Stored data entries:
——————————
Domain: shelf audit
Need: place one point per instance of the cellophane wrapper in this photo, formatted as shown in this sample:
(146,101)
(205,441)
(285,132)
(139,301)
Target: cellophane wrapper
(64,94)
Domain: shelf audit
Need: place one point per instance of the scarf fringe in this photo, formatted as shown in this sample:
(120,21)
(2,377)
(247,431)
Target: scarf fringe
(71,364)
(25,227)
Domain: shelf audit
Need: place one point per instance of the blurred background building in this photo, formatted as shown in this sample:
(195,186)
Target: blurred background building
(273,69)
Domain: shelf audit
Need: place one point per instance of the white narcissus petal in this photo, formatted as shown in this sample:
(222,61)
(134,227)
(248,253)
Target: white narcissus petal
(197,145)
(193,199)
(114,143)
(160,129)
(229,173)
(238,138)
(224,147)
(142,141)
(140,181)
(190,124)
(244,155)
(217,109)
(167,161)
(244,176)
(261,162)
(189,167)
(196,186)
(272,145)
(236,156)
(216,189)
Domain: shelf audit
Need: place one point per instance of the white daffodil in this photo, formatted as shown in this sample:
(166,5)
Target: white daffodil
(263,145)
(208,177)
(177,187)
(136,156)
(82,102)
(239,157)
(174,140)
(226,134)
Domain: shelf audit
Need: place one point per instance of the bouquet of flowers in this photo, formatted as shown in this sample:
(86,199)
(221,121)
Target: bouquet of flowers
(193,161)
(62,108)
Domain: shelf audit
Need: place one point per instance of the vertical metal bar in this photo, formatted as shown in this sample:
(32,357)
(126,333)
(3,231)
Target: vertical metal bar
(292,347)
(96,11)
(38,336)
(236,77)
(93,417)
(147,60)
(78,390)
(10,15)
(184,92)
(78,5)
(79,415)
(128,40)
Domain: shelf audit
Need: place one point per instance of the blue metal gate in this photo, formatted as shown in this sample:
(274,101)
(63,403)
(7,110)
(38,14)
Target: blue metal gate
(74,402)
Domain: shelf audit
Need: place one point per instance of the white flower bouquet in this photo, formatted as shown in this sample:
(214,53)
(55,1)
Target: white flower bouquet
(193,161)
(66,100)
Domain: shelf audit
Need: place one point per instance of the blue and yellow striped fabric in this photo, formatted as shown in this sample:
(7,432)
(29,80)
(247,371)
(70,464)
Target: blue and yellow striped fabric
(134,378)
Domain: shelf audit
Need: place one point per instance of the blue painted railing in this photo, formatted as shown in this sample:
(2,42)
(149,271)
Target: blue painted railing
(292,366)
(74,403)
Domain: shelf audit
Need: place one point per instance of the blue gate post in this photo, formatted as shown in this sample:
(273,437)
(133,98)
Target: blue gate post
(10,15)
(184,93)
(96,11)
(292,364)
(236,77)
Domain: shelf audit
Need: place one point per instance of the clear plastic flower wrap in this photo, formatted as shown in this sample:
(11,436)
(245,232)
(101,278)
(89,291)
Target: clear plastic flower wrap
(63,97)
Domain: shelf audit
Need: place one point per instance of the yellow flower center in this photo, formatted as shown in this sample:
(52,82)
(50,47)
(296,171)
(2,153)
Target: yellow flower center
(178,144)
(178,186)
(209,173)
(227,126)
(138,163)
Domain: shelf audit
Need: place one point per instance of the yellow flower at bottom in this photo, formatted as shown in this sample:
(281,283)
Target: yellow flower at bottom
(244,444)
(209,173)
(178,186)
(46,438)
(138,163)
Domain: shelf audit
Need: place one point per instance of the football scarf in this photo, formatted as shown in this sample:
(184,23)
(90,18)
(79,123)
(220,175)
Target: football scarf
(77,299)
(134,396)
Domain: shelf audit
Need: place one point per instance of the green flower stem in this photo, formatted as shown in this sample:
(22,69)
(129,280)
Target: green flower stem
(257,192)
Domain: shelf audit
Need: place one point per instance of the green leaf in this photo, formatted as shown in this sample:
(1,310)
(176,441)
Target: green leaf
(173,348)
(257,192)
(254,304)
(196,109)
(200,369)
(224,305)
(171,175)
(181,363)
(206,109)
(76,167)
——————————
*WORK ORDER:*
The entries are to be duplicated exactly, with nothing changed.

*ANSWER SPACE:*
Domain: shelf audit
Need: place one point per instance of the cellophane wrapper in this photo, formatted as shown in this sample:
(146,101)
(205,441)
(285,132)
(139,301)
Target: cellophane wrapper
(64,94)
Domain: shelf audit
Need: place one point per instance of the scarf fringe in this photo, formatted as shown in this sample:
(120,21)
(2,377)
(247,431)
Target: scarf fringe
(71,364)
(25,227)
Domain: shelf audit
Need: place one point per instance of the blurred background building in this photo, formatted as shown in this sample:
(195,186)
Target: blurred background building
(273,69)
Domain: shelf audit
Need: place one point per instance of the white narcissus petal in this photo, formatted as shown in this sample:
(222,61)
(134,227)
(248,253)
Target: white narcissus petal
(197,145)
(193,199)
(114,143)
(160,129)
(229,173)
(238,138)
(224,147)
(142,141)
(140,181)
(190,124)
(244,155)
(217,109)
(167,161)
(244,176)
(261,162)
(189,167)
(196,186)
(272,145)
(236,156)
(216,189)
Domain: shelf audit
Need: place one point per instance of the white daffodil in this photo, formatted as shown in this sample:
(166,5)
Target: white daffodil
(263,145)
(208,177)
(177,187)
(136,156)
(82,102)
(239,157)
(174,140)
(226,134)
Domain: shelf audit
Need: place one point per instance of the bouquet of flowers in this photo, formatted as shown in this sample:
(86,199)
(221,121)
Target: bouquet of flowers
(193,161)
(62,108)
Domain: shelf audit
Need: place one point per instance of the vertical metal bar in this photo, formatted as shown in this sample:
(32,357)
(126,333)
(3,231)
Target: vertical metal bar
(292,347)
(96,11)
(38,336)
(236,77)
(93,417)
(147,60)
(78,390)
(10,15)
(184,92)
(78,5)
(79,415)
(128,40)
Domain: shelf audit
Need: place one point per instance of the blue metal gate in this photo, formatted as shown in this sample:
(274,101)
(63,403)
(7,110)
(38,14)
Target: blue metal gate
(74,402)
Domain: shelf audit
Need: place one point per instance of the white flower bouquet in this photo, formatted as shown in this sample:
(214,53)
(55,1)
Target: white flower bouquet
(193,161)
(66,100)
Domain: shelf audit
Need: place one point per instance of the blue and yellow striped fabric in this photo, formatted as shown in this sample:
(7,432)
(29,80)
(247,371)
(70,464)
Target: blue and yellow striped fabric
(134,378)
Domain: shelf audit
Need: place one point per instance of the blue painted railing in this photo, formatted as shown in this sample:
(2,42)
(149,271)
Target: blue painted railing
(292,366)
(74,403)
Domain: shelf audit
Need: place one point per instance of the blue gate post in this photo, formatted as shown in this sample:
(273,437)
(133,98)
Target: blue gate post
(10,15)
(184,93)
(96,11)
(292,364)
(236,77)
Domain: shelf audit
Need: place one point per instance of the clear plastic flower wrap in this photo, formatted as shown in this sample:
(11,436)
(245,232)
(101,278)
(89,291)
Target: clear plastic flower wrap
(63,97)
Domain: shelf audit
Need: place one point per instance of the yellow flower center in this photo, formatted as shown in this sample:
(52,82)
(50,47)
(296,171)
(2,153)
Target: yellow flower center
(178,144)
(178,186)
(209,173)
(227,126)
(138,163)
Domain: shelf audit
Need: place one point per instance of the yellow flower at bottom in this photo, formatted as shown in this sample:
(281,283)
Target: yellow flower at bottom
(244,444)
(209,173)
(178,186)
(46,438)
(138,163)
Domain: shelf audit
Need: place one point per instance of the football scarf in this photo, formatted as shown in this sample:
(184,23)
(90,18)
(79,123)
(220,175)
Target: football scarf
(77,299)
(134,396)
Domain: shelf audit
Need: place one point per instance of the green flower stem in this photo, formatted as shown in this sample:
(22,69)
(129,280)
Target: green flower stem
(257,192)
Domain: shelf audit
Need: place one point per instance of the green leaf in this photo, formatted as shown in this sample:
(1,310)
(176,441)
Target: green leaf
(173,348)
(257,192)
(254,304)
(196,109)
(200,369)
(224,305)
(171,175)
(181,363)
(206,109)
(76,167)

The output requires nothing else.